═════ Dataset

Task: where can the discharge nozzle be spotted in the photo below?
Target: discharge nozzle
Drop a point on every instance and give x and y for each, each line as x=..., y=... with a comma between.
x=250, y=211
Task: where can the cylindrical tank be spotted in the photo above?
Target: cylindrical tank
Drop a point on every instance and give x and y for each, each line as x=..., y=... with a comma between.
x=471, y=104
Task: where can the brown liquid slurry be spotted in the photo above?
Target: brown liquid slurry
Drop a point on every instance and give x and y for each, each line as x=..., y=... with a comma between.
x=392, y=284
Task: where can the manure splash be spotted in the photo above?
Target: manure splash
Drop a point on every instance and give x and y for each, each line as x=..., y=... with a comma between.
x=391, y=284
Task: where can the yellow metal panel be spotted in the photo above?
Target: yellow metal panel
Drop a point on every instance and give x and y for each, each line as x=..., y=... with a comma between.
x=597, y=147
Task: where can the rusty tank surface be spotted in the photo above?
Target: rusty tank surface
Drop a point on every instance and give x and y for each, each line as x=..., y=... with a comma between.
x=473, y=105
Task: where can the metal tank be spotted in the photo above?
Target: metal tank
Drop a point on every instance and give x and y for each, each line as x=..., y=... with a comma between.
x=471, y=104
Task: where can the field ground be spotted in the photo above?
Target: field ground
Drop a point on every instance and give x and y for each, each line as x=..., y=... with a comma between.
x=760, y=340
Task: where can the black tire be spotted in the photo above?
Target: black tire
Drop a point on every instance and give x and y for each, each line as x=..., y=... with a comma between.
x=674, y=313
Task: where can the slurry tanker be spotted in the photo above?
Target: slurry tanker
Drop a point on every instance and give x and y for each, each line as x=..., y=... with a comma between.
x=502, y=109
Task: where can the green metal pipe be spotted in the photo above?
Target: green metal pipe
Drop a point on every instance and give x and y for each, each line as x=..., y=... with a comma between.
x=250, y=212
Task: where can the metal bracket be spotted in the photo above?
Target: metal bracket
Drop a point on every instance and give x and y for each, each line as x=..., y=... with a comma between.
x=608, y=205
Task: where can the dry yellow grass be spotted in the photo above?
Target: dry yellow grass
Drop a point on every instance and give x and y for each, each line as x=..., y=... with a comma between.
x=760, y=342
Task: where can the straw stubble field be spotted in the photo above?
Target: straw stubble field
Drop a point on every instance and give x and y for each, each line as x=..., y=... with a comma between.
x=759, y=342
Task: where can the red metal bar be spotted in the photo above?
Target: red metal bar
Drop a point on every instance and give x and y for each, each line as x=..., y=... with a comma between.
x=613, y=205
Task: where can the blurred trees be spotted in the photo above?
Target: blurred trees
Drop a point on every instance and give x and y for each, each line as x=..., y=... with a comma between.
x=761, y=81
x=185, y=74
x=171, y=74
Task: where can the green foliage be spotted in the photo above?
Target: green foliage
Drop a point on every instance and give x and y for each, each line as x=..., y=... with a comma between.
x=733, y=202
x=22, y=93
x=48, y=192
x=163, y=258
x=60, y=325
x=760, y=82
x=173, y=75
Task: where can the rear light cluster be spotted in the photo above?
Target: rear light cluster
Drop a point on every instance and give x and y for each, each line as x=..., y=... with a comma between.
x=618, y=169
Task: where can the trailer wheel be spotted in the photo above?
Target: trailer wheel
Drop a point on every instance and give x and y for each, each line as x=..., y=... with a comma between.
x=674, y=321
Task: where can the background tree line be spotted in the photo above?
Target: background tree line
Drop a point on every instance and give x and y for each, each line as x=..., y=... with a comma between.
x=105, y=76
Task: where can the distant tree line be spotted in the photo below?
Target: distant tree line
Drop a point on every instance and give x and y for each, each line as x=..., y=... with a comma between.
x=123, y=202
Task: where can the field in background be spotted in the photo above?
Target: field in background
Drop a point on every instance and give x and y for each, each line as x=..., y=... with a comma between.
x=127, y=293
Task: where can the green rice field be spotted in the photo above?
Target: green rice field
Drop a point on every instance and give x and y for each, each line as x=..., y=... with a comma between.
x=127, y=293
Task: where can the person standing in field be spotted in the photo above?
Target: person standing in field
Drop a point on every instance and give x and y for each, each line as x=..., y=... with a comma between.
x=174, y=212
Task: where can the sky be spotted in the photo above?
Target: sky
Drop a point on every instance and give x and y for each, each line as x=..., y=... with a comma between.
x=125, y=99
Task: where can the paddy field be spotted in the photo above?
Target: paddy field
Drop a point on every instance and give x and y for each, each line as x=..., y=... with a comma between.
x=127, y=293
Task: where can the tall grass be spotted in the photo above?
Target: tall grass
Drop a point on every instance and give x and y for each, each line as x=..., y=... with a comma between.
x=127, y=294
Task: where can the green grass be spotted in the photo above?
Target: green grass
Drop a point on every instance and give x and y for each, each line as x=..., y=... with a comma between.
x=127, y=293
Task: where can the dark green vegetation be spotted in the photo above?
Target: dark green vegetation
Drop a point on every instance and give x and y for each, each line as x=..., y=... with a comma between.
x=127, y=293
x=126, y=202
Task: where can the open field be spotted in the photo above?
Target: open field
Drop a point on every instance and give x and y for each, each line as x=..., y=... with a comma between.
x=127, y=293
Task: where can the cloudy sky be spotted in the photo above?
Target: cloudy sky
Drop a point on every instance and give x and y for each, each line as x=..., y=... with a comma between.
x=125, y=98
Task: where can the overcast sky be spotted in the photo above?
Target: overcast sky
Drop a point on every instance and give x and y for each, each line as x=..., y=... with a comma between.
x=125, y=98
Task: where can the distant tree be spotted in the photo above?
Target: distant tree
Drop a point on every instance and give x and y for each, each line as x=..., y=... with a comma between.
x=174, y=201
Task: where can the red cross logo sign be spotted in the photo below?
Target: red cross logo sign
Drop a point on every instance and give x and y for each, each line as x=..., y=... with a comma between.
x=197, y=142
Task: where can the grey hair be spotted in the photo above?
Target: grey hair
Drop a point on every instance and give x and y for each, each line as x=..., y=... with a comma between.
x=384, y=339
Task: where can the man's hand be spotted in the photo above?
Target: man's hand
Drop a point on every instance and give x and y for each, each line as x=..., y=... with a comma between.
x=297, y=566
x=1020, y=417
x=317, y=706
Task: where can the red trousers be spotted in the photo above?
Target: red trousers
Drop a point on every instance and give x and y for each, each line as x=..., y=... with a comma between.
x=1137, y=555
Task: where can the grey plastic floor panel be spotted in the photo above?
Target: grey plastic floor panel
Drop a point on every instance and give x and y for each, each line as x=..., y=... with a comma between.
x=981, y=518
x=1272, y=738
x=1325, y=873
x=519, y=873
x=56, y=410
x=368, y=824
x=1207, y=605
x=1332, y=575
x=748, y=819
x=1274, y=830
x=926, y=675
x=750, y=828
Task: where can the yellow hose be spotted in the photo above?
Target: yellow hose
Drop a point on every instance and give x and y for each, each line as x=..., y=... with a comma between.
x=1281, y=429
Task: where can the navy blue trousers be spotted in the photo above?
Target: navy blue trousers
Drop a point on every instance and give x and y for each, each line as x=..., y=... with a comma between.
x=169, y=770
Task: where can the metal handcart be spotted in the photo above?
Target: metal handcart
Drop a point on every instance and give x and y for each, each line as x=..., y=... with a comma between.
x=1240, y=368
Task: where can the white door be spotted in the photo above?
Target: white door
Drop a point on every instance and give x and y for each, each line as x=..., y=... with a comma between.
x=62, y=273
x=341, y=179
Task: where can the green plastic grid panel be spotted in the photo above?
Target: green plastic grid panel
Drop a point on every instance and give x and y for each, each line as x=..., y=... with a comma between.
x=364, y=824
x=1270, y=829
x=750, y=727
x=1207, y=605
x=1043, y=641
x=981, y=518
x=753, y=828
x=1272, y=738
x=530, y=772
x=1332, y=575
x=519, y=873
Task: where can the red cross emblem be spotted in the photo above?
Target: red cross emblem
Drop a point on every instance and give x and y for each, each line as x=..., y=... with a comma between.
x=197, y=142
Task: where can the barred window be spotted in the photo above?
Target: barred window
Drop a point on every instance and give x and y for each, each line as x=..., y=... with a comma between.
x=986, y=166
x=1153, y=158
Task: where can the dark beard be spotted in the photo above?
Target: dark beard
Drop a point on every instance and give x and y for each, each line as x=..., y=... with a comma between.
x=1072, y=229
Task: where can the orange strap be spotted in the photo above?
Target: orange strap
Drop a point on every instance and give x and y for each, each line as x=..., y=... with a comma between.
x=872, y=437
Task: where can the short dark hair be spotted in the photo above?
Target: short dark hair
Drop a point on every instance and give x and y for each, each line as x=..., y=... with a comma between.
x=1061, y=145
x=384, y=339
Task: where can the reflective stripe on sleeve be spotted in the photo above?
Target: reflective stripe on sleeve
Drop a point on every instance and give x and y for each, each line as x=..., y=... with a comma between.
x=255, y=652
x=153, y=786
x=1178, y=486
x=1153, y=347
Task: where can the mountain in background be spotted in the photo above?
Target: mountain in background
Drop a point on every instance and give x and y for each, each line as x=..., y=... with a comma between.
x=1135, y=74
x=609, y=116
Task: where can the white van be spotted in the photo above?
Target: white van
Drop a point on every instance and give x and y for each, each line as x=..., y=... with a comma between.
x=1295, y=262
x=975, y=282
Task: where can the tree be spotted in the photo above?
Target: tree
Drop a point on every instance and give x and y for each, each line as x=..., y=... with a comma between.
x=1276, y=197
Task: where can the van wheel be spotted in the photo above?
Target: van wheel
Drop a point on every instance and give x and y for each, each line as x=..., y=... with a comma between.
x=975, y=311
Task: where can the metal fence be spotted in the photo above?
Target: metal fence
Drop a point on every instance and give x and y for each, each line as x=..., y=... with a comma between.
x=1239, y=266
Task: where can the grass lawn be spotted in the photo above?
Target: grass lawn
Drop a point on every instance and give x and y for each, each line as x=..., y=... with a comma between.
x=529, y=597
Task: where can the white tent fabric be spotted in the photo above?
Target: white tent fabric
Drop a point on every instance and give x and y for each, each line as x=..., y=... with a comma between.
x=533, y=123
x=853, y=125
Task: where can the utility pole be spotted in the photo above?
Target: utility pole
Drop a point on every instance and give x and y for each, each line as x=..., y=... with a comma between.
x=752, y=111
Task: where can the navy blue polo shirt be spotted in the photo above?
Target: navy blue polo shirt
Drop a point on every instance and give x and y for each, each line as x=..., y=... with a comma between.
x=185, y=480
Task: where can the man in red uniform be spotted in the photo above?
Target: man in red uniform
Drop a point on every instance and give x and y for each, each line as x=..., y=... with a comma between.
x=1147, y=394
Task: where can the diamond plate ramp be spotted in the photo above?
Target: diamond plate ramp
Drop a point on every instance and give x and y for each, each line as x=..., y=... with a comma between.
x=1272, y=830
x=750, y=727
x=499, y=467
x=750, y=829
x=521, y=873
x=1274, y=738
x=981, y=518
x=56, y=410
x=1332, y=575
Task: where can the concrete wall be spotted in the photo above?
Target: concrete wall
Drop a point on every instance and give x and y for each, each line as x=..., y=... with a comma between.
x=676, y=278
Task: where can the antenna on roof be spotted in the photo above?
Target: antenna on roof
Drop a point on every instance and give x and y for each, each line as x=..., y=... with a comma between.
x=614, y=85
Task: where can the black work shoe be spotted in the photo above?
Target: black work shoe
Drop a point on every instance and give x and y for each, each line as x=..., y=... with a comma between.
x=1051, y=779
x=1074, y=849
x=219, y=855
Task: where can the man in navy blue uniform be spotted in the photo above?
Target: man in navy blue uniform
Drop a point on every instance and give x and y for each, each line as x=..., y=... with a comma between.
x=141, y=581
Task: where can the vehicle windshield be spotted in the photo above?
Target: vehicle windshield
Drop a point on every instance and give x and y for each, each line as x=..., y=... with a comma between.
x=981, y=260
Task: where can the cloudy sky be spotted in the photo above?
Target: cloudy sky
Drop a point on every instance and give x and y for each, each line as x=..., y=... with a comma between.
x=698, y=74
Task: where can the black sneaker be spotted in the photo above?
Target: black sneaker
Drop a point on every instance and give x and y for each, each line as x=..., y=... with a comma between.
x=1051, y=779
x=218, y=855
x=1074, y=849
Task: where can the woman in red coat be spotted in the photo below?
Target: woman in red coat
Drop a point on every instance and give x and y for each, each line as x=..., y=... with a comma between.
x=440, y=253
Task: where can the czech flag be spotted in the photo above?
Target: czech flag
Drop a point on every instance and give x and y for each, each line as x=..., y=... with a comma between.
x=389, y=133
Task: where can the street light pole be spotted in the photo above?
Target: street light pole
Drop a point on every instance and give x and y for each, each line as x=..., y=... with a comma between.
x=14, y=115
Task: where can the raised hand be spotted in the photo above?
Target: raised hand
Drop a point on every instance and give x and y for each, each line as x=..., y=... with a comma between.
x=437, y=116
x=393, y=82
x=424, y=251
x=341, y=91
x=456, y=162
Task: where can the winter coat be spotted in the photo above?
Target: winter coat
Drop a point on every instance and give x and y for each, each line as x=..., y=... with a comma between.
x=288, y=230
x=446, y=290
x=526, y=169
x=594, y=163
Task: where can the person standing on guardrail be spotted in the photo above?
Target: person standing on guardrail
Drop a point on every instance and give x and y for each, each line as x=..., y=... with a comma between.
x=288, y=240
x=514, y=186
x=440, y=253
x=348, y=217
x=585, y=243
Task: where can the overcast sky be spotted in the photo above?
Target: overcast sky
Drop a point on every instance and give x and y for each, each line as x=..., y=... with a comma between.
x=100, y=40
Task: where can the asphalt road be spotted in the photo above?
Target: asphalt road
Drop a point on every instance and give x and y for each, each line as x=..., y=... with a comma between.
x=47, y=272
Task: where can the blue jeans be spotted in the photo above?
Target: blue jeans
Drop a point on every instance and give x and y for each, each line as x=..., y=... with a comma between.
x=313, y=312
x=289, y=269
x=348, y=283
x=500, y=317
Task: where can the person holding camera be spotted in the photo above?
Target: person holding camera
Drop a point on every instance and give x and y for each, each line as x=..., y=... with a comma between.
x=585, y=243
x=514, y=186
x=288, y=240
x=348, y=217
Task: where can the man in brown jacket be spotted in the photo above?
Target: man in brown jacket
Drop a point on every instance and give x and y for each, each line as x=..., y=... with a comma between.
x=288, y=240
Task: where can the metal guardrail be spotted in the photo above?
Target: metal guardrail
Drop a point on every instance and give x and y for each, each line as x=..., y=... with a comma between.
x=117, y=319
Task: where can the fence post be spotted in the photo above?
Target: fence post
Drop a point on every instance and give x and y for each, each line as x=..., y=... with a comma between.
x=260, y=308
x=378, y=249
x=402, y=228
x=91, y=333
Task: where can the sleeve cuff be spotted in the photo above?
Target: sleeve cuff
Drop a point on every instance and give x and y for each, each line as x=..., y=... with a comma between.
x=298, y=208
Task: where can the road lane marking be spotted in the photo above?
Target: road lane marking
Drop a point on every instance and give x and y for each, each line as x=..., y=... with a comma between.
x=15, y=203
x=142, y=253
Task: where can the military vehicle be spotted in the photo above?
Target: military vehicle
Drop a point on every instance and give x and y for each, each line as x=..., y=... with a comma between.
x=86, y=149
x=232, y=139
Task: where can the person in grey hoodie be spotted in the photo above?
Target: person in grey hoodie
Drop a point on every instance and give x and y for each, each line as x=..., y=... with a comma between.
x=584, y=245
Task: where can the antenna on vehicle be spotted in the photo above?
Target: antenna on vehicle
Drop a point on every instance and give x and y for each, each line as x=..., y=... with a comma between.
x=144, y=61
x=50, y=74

══════════

Problem description = Convert the rows above into a numbered list, beginning with the first line and continuing through the line that contains "x=250, y=211", both included. Omit any blank lines.

Answer below =
1. Task: where can the discharge nozzle be spotted in the photo below?
2. Target: discharge nozzle
3. Drop a point on every instance and give x and y for each, each line as x=..., y=... with a comma between.
4. x=250, y=211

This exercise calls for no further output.